_The records_
* * *

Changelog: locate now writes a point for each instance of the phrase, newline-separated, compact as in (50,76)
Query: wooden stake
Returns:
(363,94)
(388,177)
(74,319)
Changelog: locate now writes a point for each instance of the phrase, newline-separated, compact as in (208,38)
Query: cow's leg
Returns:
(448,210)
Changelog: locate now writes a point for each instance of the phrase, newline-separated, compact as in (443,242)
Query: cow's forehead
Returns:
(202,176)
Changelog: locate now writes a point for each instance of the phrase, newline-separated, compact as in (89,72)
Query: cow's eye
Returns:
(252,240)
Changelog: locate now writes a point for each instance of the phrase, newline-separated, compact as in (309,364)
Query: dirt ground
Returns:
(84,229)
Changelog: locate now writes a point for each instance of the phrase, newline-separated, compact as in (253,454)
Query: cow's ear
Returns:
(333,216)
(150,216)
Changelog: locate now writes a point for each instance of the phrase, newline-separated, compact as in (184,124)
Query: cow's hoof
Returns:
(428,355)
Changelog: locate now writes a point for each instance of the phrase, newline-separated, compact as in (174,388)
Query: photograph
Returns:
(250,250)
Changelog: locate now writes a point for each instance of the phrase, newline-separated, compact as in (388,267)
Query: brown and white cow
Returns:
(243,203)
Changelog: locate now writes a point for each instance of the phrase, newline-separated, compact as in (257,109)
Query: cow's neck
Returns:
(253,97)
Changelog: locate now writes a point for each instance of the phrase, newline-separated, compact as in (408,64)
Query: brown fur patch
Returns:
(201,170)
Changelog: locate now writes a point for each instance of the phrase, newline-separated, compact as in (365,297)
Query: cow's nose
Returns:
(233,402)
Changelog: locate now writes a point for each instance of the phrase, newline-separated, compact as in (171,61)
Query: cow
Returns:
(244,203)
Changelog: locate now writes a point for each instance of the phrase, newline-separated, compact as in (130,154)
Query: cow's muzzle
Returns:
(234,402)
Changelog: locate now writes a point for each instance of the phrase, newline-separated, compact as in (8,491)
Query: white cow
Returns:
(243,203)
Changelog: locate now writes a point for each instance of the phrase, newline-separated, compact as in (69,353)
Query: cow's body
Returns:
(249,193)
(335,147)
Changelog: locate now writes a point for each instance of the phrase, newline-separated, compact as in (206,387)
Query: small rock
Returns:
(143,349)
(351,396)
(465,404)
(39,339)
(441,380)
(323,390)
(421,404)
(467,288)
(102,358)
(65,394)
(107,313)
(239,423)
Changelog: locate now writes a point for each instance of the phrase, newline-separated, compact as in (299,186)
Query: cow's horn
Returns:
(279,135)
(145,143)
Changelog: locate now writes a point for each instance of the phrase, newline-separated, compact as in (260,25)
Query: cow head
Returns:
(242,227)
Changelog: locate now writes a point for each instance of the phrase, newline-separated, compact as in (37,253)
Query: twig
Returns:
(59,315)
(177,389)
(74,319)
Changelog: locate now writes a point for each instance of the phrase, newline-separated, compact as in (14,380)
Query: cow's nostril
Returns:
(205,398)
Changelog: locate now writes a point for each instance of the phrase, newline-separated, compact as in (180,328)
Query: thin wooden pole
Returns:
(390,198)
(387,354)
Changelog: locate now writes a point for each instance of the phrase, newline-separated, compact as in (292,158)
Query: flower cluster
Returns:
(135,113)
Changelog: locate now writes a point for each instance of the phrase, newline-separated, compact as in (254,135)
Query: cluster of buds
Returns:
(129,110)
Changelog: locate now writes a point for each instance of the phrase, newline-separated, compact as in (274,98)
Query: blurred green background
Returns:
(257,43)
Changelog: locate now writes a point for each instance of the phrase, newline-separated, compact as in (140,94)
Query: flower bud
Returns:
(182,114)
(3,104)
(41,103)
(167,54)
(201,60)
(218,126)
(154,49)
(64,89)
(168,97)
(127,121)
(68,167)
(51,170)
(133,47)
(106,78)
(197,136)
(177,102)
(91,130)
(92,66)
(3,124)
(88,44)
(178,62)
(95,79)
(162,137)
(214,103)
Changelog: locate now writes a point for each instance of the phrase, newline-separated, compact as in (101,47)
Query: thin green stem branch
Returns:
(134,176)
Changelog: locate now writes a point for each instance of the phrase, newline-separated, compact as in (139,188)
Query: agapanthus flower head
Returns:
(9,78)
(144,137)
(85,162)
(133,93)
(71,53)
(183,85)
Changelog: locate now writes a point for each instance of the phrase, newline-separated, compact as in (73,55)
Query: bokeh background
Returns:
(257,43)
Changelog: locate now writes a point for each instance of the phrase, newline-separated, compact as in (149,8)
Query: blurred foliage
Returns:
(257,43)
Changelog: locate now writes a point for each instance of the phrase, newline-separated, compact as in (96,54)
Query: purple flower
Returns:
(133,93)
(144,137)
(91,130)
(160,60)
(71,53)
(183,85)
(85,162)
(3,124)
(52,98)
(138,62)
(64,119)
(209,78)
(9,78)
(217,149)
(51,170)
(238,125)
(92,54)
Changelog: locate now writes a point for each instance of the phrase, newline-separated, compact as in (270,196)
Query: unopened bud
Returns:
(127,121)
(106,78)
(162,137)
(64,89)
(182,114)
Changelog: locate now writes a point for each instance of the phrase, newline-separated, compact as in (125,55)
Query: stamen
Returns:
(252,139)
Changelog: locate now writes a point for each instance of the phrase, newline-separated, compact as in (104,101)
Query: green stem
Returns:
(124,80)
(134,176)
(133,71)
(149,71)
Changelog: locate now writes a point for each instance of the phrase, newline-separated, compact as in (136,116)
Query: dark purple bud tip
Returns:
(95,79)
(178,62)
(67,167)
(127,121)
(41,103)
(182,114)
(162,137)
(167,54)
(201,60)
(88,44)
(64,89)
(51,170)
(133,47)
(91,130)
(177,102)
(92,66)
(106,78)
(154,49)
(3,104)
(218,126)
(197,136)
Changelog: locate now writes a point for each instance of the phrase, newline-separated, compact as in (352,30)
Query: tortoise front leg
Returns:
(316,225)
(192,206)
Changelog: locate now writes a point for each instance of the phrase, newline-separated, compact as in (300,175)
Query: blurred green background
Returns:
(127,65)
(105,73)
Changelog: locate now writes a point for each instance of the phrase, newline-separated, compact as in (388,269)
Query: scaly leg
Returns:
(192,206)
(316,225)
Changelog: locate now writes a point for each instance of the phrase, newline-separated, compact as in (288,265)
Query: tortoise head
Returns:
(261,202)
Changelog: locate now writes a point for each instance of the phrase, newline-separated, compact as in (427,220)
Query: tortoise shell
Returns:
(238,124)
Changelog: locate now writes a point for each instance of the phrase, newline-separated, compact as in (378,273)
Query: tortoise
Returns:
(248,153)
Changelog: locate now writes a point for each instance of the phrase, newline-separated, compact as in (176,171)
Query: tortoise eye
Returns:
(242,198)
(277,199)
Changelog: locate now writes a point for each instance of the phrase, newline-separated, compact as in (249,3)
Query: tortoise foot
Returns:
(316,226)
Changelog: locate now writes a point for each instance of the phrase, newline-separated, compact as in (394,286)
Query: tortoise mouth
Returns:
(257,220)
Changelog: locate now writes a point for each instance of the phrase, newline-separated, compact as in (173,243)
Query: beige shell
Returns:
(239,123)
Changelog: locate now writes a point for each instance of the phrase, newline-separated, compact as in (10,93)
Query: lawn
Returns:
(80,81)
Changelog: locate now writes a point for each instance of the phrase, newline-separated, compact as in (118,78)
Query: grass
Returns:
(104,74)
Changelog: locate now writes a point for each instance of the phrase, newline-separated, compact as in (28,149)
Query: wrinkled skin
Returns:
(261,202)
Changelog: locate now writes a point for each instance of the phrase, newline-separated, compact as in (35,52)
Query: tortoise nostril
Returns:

* * *

_Exercise objective_
Exactly reproduce the lines beginning with the one that contains "as in (378,273)" and ending with the last line of the material, both included. Leave out everything else.

_Answer to this task_
Changelog: locate now writes a point for each instance of the phrase, newline-separated, compact as in (378,273)
Query: tortoise
Returns:
(248,153)
Changelog: locate now writes a point for each instance of the phrase, newline-separated, compact as in (176,171)
Query: tortoise eye
Returns:
(242,198)
(277,199)
Changelog: locate now writes a point for each instance of the phrase, newline-separated, compact as in (249,3)
Query: tortoise foot
Returns:
(316,226)
Changelog: locate now writes a point for each instance of the phrase, newline-separated, compact as in (394,286)
Query: tortoise mouth
Returns:
(257,220)
Changelog: locate now writes a point for each instance of the phrase, newline-separated, compact as in (173,243)
Query: beige shell
Returns:
(239,123)
Changelog: locate now writes a point for each instance of the phrase, newline-separated, compact as in (10,93)
Query: lawn
Returns:
(80,81)
Changelog: locate now writes a point for each instance of the phrase, newline-separated, compact as in (118,78)
Query: grass
Returns:
(104,74)
Changelog: locate now writes a point for each instance of the phrase, newline-separated, compact as in (28,149)
Query: wrinkled skin
Returns:
(261,202)
Changelog: locate now writes a point for each instance of the phrase, newline-separated, compact as in (35,52)
Query: tortoise nostril
Returns:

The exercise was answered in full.